Ekonomilerde kriz denildiği zaman neyin anlaşılması gerektiği konusunda ortak bir görüş birliği aslında yoktur? Kimileri, durgunluk kimileri; Resesyon (Ekonomik faaliyetlerde duraklama, gerileme ve işsizliğin artması milli gelirin düşmesi v.s gibi) kimileri Enflasyon (Fiyatların genel düzeyinin sürekli ve hissedilir bir şekilde artmasını ifade eden bir durumdur) kimileri de Deflasyon'u (Genel olarak piyasada faaliyetlerin belirli bir zaman aralığında sürekli olarak düşüş göstermesi durumudur) bugünkü inşaat fiyatlarında ki düşüş gibi, ekonomik kriz olarak algılıyor.
Bunlara ek olarak finans kesiminde ortaya çıkan krizlerin her birinin ekonomik kriz olarak tanımlanması gerekliliği de ortaya konunca iş biraz daha karışıyor. Çünkü bugün inşaat sektöründe ki durum hem enflasyonu hemde deflasyonu beraberinde tetiklemektedir. Buna birde uluslararası küresel krizler eklendiğinde işin içinden çıkılabilmesi mümkün olmamaktadır. Ekonomik kriz, tüketici talebinde ve firmaların yatırımlarında ki büyük düşüş, yüksek oranlı işsizlik ve dolayısıyla yaşam standartlarının düşmesi ortaya çıkınca daha fazla etki alanına tesir etmesinden kaynaklanan sorunları da beraberinde tetiklemektedir.

■ **Gösterilen veriler**
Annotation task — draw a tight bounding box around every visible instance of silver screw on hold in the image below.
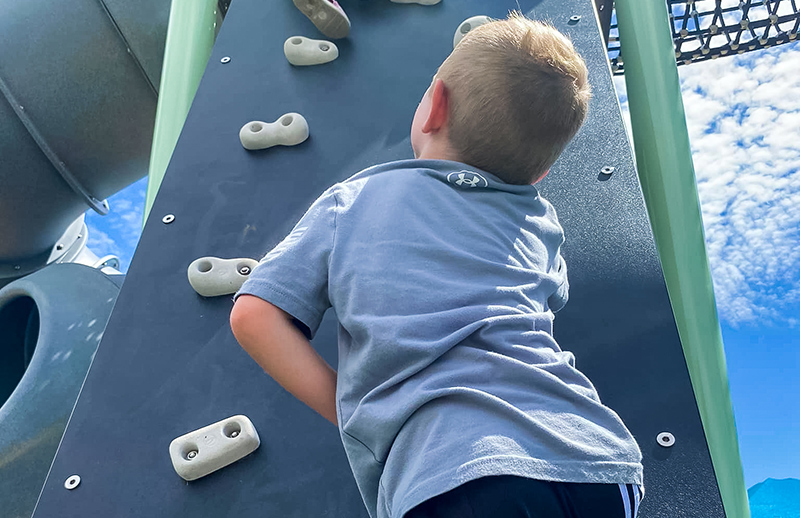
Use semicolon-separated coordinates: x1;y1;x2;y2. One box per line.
656;432;675;448
64;475;81;489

■ **Yönerge**
Ekonomik krizin tanımı üzerine yazıyı son cümlesinden sonra sürdürün.

■ **Görev sonucu**
Bu tür ekonomik krizler de genellikle finansal piyasalarda ki belirsizlikler ve hisse senetleri fiyatlarında ki düşüşler ve Türk lirasının, yabancı paralar karşısında değer kaybetmesi krizi tetikler. Bazen de krizler doğrudan doğruya finansal sektörden de kaynaklanmış olabilir. Fakat 2018 yılından itibaren yaşadığımız kriz hem finansal hem de inşaat sektöründe ki durumdan da kaynaklanmaktadır. Yani krizler bazen reel kesimden başlayarak finans kesimini varabileceği gibi tam tersi de olabilir. Bir ülkede veya bugün ülkemizde çok ağır bir kriz söz konusuysa sonuçta bir Resesyon (Ekonomik faaliyetlerde duraklama) veya borçları ödeyememe Default (Kusur, ihmal) durumu ortaya çıkabilir.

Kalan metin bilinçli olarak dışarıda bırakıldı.